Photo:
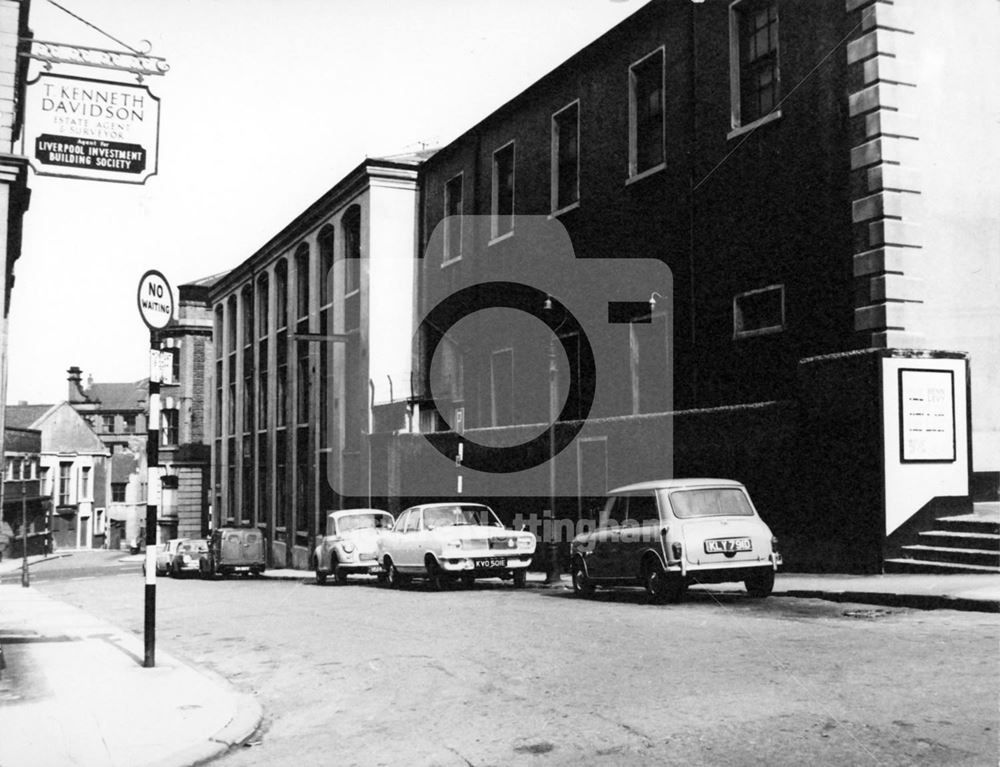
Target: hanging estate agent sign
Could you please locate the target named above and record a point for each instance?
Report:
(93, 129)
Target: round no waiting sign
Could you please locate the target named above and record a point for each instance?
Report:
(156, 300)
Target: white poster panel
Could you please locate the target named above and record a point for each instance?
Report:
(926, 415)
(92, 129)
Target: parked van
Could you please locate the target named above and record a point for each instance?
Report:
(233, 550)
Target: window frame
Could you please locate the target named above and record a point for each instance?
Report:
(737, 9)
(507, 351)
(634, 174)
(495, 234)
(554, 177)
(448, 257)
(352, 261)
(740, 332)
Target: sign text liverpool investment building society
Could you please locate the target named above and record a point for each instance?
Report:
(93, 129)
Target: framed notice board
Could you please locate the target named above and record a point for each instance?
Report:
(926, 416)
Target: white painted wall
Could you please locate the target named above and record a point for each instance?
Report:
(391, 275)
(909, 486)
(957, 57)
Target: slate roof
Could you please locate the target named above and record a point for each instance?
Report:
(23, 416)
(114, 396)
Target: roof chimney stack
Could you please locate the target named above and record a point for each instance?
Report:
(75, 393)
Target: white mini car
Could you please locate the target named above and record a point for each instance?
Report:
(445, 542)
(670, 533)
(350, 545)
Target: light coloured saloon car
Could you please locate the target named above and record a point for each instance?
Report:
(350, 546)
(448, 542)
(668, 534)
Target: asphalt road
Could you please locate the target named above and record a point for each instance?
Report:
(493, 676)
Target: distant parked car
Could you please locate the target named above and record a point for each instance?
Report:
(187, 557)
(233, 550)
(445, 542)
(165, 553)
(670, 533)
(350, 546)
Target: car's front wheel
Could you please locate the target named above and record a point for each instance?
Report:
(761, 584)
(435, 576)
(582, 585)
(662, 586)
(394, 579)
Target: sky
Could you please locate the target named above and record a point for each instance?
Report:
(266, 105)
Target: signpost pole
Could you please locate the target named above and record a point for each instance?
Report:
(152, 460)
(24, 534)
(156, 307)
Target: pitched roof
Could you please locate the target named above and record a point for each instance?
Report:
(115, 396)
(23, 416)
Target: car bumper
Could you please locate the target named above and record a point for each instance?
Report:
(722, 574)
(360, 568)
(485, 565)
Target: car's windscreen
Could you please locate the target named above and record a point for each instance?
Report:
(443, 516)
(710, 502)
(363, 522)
◆ ◆ ◆ ◆ ◆ ◆ ◆
Copy out the lines starting at the one containing "Target: car's windscreen" and ending at the last line, requests included, and add 115 to every coordinate in the points.

◆ **Expected output**
Target: car's windscreen
Could you please locate the target named above and record a point for each instance?
Report:
(558, 631)
(825, 617)
(478, 637)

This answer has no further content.